Aim of the task: Write out the portion of the text on the police shooting that runs from "But they never" up to and including "before they arrived?", copying every word and mark without change.

Passage to read:
== == ==

But like Timex stated, I think about 3 times, and you refuse to answer, is that the police officer should never have discharged his weapon in that crowd like that. Gross negligence.

But they never recovered a gun in the case you link in Sacramento. They found a gun here. How many cases are there of police planting firearms on people in shooting cases? That would be pretty extraordinary. I’m thinking the concern there may not be based on much evidence.

As for whether he should have shot at someone on a sidewalk, I think it still depends on what was going on with the gun. The body camera footage is just not good. Is the implication that even if he saw the guy pulling out a pistol, and even if he felt he was waving it dangerously or even pointing it backwards, he could not return fire because he was on a sidewalk? Is that really police procedure? I’d imagine it’s a case by case thing.

A shit load?

Wow, that Vice article cites the Tamar Rice shooting. He was literally on video holding the BB gun – is the implication the cops planted it in his hand before they arrived?

I didn’t know about the St. Louis case and the Baltimore testimony. Still this strikes me as blowing two isolated cases out of proportion, and casting doubt on all cops everywhere as a result. Those kind of unfounded stereotypes or generalizations are not okay, whether it’s the cops or any other group.

It’s not an unfounded stereotype.

== == ==

Record set:
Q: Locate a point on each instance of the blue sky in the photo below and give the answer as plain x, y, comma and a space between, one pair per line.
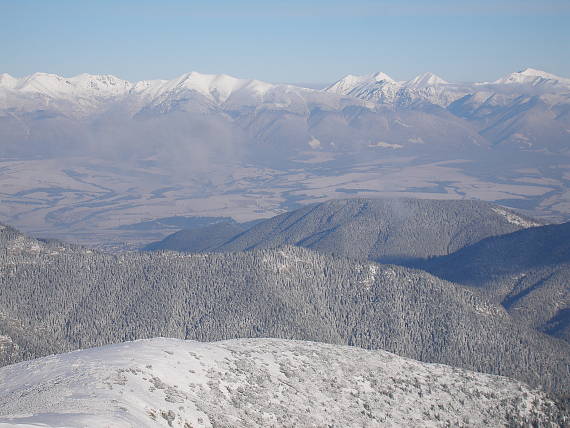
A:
285, 41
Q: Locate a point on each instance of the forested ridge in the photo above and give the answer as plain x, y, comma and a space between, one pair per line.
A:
55, 297
392, 230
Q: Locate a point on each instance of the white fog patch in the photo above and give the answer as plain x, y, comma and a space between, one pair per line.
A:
386, 145
314, 143
416, 140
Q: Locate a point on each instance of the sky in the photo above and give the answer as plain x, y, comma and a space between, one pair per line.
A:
285, 41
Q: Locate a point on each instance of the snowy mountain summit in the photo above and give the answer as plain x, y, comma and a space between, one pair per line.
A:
533, 77
257, 383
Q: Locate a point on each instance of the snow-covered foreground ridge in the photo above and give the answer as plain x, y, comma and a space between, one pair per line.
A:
256, 382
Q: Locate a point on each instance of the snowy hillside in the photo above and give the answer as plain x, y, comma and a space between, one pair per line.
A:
257, 382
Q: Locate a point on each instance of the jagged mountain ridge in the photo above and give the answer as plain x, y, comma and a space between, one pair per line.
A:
77, 298
387, 230
259, 382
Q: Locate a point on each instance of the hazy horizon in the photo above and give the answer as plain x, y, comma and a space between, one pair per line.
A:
292, 42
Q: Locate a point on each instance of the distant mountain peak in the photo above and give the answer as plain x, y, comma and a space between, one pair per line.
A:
531, 76
381, 76
351, 81
426, 79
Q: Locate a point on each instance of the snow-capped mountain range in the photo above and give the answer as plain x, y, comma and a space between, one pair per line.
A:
197, 122
221, 88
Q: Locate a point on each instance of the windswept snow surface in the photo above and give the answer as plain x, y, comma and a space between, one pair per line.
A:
254, 383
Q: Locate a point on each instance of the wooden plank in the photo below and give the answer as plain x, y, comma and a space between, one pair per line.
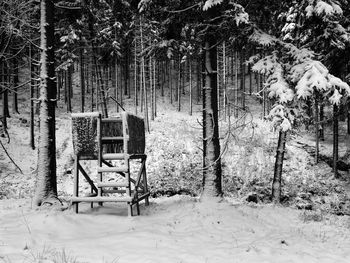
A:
112, 169
85, 114
76, 181
87, 178
111, 138
114, 156
112, 119
100, 199
111, 184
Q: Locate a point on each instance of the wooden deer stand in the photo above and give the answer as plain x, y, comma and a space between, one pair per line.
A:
113, 142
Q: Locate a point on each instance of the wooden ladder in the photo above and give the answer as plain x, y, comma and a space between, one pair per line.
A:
132, 190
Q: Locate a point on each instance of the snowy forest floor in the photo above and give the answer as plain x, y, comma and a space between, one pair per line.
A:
177, 227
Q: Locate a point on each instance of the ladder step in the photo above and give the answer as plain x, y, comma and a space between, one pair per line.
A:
114, 156
112, 138
100, 199
111, 184
112, 119
121, 169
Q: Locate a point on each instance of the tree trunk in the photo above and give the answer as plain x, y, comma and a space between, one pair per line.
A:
317, 133
46, 184
212, 186
323, 127
335, 140
32, 84
15, 84
82, 81
277, 177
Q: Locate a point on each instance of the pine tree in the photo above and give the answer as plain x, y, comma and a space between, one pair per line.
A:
46, 183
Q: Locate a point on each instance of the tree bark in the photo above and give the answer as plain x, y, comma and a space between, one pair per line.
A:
335, 140
82, 81
317, 133
15, 84
277, 177
212, 186
32, 84
46, 184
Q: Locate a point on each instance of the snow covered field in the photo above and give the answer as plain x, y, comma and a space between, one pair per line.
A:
175, 229
172, 229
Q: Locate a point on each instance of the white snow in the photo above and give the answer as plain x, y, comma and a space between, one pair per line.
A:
177, 229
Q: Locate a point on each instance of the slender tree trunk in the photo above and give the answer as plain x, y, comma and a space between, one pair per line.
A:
5, 94
46, 184
243, 87
69, 89
135, 77
317, 133
348, 116
82, 82
236, 85
335, 140
15, 84
322, 122
212, 186
277, 177
32, 84
190, 82
179, 86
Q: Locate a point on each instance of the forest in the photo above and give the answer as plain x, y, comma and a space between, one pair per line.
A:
174, 131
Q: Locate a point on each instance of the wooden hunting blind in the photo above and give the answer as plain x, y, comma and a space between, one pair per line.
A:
113, 142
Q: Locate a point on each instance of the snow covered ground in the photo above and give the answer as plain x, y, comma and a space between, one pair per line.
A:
173, 229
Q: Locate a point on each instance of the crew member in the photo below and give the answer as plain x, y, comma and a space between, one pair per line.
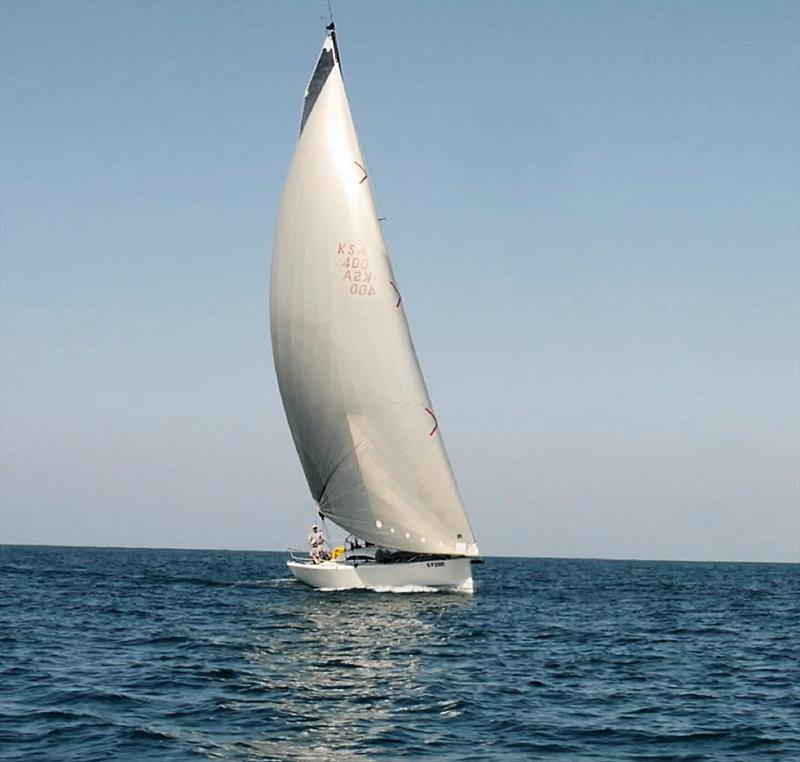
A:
317, 549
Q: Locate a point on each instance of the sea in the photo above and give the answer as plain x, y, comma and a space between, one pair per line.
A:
133, 654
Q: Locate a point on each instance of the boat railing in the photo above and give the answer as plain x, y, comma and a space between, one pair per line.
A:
298, 554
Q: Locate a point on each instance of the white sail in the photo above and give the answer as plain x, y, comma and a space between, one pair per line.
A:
353, 392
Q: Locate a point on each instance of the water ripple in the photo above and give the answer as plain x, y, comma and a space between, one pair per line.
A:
130, 655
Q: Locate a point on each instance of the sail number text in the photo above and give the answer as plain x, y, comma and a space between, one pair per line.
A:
354, 260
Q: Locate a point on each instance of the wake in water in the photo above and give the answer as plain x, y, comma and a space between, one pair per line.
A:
106, 656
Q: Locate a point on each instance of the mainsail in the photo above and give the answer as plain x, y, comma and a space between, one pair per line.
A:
352, 388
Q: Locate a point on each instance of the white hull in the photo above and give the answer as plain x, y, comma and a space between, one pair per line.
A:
453, 574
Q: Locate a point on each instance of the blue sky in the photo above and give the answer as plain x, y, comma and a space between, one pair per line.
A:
592, 209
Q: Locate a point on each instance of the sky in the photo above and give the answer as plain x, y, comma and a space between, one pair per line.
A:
592, 208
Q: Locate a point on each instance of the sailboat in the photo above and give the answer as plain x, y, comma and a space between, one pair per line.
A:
363, 424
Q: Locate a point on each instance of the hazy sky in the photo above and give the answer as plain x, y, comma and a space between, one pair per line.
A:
593, 210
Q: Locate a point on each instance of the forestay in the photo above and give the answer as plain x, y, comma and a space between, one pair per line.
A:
352, 388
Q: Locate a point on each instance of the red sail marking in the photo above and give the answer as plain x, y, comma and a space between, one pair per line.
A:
435, 421
399, 298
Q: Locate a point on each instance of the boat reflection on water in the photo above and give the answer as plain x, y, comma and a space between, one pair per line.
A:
339, 675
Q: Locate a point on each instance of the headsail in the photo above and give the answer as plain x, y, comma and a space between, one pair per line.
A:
353, 392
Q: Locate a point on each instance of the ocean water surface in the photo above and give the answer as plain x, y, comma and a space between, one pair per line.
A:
115, 654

== == ==

Completed exercise:
But they never recovered a gun in the case you link in Sacramento. They found a gun here. How many cases are there of police planting firearms on people in shooting cases? That would be pretty extraordinary. I’m thinking the concern there may not be based on much evidence.

As for whether he should have shot at someone on a sidewalk, I think it still depends on what was going on with the gun. The body camera footage is just not good. Is the implication that even if he saw the guy pulling out a pistol, and even if he felt he was waving it dangerously or even pointing it backwards, he could not return fire because he was on a sidewalk? Is that really police procedure? I’d imagine it’s a case by case thing.

A shit load?

Wow, that Vice article cites the Tamar Rice shooting. He was literally on video holding the BB gun – is the implication the cops planted it in his hand before they arrived?